● **Text provided**
□ □ □ □ □
My image had been so white bread, so milk shake, and
Grease
was a chance to do something different. I didn’t want to be forty years old and still be the girl next door.
At least when
Grease
hit, I was accepted.
Grease
proved to be so important for me. It meant I could have a hit movie with hit songs and a new image. Suddenly, if I wanted to be outrageous, I could. If I wanted to sing rock ’n’ roll, I could.
 
Olivia’s next album,
Totally Hot
, a mixture of soft rock and light disco and released a few months after
Grease
, proved the point. Olivia smouldered in black leather in the cover photos and the album included a cover version of the Spencer Davis Group’s international hit ‘Gimme Some Lovin’ as well as a couple of disco numbers. The album was another big seller for her, reaching number seven in the US charts, while the single taken from it, ‘A Little More Love’, peaked at number three in the US and at number four in the UK.
□ □ □ □ □
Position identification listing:

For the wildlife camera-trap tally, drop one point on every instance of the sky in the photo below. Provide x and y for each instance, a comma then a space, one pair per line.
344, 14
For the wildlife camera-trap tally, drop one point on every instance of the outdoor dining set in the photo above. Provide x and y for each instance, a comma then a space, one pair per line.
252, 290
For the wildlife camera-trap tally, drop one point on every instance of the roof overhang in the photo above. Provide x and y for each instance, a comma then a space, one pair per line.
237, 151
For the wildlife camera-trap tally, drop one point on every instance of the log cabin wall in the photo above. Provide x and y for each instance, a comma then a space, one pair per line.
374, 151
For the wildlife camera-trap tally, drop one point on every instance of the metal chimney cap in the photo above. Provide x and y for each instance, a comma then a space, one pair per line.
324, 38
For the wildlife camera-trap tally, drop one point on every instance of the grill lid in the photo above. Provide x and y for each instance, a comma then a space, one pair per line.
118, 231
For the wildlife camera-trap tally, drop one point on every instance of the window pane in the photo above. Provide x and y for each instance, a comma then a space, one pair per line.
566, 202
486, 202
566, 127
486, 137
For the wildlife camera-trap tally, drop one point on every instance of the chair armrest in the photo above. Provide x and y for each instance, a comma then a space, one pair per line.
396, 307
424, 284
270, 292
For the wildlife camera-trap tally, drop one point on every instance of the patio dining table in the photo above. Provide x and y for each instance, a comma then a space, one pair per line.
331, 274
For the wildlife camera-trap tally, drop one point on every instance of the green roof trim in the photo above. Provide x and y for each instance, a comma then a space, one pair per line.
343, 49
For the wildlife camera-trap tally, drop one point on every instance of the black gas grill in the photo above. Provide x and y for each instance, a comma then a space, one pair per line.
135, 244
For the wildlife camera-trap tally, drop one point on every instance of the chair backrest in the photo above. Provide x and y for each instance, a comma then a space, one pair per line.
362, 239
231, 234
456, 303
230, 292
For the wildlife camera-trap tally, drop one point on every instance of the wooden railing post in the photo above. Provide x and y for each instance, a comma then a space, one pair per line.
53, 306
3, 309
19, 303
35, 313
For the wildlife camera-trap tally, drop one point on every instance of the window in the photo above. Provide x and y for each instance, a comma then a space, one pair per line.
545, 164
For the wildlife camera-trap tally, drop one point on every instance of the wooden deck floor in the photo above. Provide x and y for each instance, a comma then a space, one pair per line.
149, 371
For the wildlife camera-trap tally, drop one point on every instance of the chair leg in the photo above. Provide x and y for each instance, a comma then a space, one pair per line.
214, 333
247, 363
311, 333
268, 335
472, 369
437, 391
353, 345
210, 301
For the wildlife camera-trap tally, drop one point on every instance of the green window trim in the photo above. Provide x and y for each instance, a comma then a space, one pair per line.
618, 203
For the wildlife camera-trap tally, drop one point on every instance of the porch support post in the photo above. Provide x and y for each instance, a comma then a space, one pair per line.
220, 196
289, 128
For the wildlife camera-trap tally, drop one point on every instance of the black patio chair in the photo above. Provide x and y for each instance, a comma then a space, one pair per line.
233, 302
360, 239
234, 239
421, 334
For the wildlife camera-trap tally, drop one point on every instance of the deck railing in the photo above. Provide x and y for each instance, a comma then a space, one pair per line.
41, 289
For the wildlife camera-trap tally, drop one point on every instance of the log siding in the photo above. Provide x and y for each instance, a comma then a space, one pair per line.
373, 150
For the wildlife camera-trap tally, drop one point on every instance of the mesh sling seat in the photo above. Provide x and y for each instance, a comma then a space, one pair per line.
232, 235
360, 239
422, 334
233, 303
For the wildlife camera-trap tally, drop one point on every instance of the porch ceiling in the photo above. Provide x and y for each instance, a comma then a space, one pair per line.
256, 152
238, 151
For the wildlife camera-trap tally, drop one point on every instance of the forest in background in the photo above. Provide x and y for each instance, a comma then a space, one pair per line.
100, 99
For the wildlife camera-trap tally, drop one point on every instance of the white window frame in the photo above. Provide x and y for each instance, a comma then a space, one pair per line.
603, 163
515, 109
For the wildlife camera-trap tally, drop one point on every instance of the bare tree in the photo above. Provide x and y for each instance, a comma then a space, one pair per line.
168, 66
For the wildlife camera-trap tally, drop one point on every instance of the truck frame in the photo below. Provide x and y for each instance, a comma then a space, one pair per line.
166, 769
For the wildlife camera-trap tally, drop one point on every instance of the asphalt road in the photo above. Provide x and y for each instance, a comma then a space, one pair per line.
□ □ □ □ □
● **Set of tasks**
1. Using the passage on Olivia and Grease, decide whether each statement agrees with it. Answer yes or no for each, quoting the words from the passage that settle it. (a) Totally Hot reached number seven in the US charts. (b) 'A Little More Love' peaked at number three in the UK. (c) Totally Hot came out a few months before Grease.
2. Extend the passage on Olivia and Grease by writing what follows its final sentence.
The listing has no connection to the passage on Olivia and Grease.

● **Responses per task**
1.
(a) Yes: "reaching number seven in the US charts"
(b) No: "peaked at number three in the US and at number four in the UK"
(c) No: "released a few months after"

2.
Chapter 9
Hell on Wheels
‘Suddenly, there I was with this beautiful star in my arms. I felt so important dancing with her, it was absolutely magical and I never wanted it to end’
 
MATT LATTANZI
 
 
EVER SINCE
GREASE
had proved to the movie industry and, more importantly, to Olivia Newton-John herself that she could be a success in Hollywood, a search began to find another screen vehicle for her. In the movie echelons that mattered, Olivia was now considered to be ‘box office’. Major Hollywood players were knocking at her door and she, in turn, was ready to build on the status she had acquired from co-starring with John Travolta in such a massive international mega-hit as
Grease
. Success gave Olivia the confidence to take her movie career one step up from co-star to fully fledged movie star. And the feeling in Hollywood was that Olivia was now capable of carrying a film commercially on the strength of her name, provided she had a strong supporting cast and some decent song-and-dance numbers to perform.
Olivia had seen what pleasure
Grease
had given to so many people, and fittingly, of all the movie projects inevitably sent her way after
Grease
, the two that came up for serious consideration by Olivia and her management were both new musicals -
Can’t Stop The Music
and
Xanadu
.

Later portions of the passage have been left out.